— Task 1 —
Copy the summary of the Sizewell C land access case word for word, from its first sentence to its last.
======== Excerpt to read
In R (on the application of Dowley) v Secretary of State for Communities and Local Government [2016] EWHC 2618 (Admin), the High Court dismissed a challenge to a grant of authorisation under section 53 of the Planning Act 2008 to access land surrounding the site for the proposed new nuclear power station at Sizewell C.
The claimant, Mrs Dowley, who is the landowner, challenged the grant by the secretary of state of authorisation for NNB Generation Company (SZC) Ltd (a subsidiary of EDF) to enter her land surrounding the site of the proposed new nuclear power station at Sizewell C in Suffolk. NNB had begun negotiations with her in 2012 to secure access rights in order to carry out environmental surveys related to its proposed application for a development consent order to build a new nuclear power station at Sizewell C. Some three years later, the negotiations had not resulted in the claimant giving rights to NNB and NNB applied to the secretary of state under section 53 of the Planning Act 2008 for statutory authorisation to enter the land. Following a recommendation report from the Planning Inspectorate, the secretary of state granted authorisation.
The claimant contended that the secretary of state was under no obligation to grant the authorisation, regardless of whether the statutory requirements for making it are met. The challenge related to the failure to have regard to whether her business interests were properly compensatable; misunderstanding of the test on the reasonableness of negotiations; and unlawful restriction of consideration of post-application negotiations.
================
======== Data in this exercise
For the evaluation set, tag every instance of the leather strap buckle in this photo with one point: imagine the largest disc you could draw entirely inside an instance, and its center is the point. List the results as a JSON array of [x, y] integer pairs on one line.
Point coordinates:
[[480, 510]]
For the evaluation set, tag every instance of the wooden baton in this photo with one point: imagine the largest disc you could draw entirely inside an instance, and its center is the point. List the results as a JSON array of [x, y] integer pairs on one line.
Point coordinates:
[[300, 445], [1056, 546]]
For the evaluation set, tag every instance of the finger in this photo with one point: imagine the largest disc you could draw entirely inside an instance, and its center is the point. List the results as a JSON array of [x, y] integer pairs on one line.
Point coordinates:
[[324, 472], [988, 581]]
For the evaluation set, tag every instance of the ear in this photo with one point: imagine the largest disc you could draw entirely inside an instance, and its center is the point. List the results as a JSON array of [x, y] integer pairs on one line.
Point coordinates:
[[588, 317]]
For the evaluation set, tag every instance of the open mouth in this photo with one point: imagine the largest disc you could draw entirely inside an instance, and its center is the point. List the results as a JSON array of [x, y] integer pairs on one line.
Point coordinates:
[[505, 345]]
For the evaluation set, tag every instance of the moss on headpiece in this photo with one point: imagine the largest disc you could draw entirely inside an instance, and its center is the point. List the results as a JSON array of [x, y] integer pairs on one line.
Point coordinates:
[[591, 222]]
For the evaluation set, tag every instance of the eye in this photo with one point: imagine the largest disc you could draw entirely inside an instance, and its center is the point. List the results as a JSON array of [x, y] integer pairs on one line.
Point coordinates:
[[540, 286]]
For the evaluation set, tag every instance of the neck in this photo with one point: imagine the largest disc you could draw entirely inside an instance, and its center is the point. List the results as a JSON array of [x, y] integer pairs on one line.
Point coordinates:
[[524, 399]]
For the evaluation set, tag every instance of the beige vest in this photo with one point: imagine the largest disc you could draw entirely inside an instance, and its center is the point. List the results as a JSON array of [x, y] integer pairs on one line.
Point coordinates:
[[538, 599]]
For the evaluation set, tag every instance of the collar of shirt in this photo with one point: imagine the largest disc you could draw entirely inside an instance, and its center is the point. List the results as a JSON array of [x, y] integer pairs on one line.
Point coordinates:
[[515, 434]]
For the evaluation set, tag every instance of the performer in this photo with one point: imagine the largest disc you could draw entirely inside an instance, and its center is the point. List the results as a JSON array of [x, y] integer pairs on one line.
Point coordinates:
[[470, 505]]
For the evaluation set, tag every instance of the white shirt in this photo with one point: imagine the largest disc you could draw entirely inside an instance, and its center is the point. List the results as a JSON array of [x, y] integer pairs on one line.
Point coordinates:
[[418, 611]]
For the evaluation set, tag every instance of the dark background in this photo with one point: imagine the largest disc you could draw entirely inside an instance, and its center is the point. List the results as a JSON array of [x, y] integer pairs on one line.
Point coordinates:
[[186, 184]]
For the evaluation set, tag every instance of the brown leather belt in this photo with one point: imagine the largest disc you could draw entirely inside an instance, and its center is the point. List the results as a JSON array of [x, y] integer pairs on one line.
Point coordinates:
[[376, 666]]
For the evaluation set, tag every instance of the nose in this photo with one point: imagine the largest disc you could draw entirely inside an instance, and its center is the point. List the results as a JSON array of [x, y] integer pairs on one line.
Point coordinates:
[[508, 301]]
================
— Task 2 —
Gather every line in the records that contains the word "brown", and treat uppercase and lowercase letters as different.

— Full response 1 —
In R (on the application of Dowley) v Secretary of State for Communities and Local Government [2016] EWHC 2618 (Admin), the High Court dismissed a challenge to a grant of authorisation under section 53 of the Planning Act 2008 to access land surrounding the site for the proposed new nuclear power station at Sizewell C.
The claimant, Mrs Dowley, who is the landowner, challenged the grant by the secretary of state of authorisation for NNB Generation Company (SZC) Ltd (a subsidiary of EDF) to enter her land surrounding the site of the proposed new nuclear power station at Sizewell C in Suffolk. NNB had begun negotiations with her in 2012 to secure access rights in order to carry out environmental surveys related to its proposed application for a development consent order to build a new nuclear power station at Sizewell C. Some three years later, the negotiations had not resulted in the claimant giving rights to NNB and NNB applied to the secretary of state under section 53 of the Planning Act 2008 for statutory authorisation to enter the land. Following a recommendation report from the Planning Inspectorate, the secretary of state granted authorisation.
The claimant contended that the secretary of state was under no obligation to grant the authorisation, regardless of whether the statutory requirements for making it are met. The challenge related to the failure to have regard to whether her business interests were properly compensatable; misunderstanding of the test on the reasonableness of negotiations; and unlawful restriction of consideration of post-application negotiations.

— Full response 2 —
For the evaluation set, tag every instance of the brown leather belt in this photo with one point: imagine the largest disc you could draw entirely inside an instance, and its center is the point. List the results as a JSON array of [x, y] integer pairs on one line.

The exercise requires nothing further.